*Challenge*
Reproduce the material verbatim, beginning at the line that contains "background and give integer pixel coordinates." and continuing through the end of the material.

*Extracted data entries*
━━━━━━━━━━━━━━━━━━━━
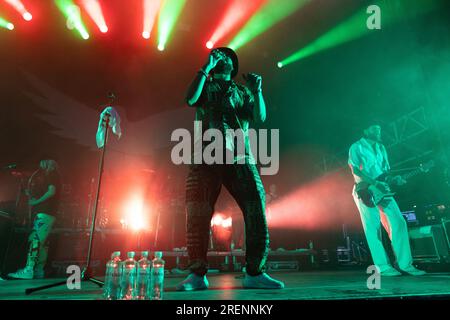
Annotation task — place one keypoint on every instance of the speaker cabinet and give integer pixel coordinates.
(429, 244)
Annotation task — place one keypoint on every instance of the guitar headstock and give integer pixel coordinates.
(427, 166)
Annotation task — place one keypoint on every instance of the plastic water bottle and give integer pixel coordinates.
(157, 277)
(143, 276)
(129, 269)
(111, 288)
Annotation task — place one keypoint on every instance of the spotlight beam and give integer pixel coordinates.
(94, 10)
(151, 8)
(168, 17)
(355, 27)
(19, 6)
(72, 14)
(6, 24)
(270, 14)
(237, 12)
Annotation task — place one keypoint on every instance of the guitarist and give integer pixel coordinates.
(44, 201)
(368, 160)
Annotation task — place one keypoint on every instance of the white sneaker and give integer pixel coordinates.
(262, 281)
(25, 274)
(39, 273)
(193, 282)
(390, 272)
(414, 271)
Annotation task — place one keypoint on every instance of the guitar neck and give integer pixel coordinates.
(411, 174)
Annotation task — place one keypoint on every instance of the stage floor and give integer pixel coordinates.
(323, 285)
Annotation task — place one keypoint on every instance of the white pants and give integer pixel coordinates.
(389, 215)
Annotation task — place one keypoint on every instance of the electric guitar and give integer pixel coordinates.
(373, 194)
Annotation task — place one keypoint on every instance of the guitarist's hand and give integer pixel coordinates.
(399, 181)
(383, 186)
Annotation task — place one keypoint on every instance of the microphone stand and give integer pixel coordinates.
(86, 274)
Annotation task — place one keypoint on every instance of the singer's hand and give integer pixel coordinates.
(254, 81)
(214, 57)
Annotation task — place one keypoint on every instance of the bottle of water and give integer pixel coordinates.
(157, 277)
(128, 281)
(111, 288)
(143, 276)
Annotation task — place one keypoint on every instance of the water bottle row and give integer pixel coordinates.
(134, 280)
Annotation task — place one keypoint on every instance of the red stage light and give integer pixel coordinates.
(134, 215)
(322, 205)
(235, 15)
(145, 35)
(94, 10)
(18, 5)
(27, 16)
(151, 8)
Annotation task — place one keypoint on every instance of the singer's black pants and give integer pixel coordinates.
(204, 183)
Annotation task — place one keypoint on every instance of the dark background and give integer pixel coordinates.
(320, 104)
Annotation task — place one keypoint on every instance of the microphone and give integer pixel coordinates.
━━━━━━━━━━━━━━━━━━━━
*Response to the exercise*
Annotation task — place one keypoint on every instance of the dark background and give integer pixel coordinates.
(320, 104)
Annotation task — place one keypoint on every instance of the microphone and give integer pixel coordinates.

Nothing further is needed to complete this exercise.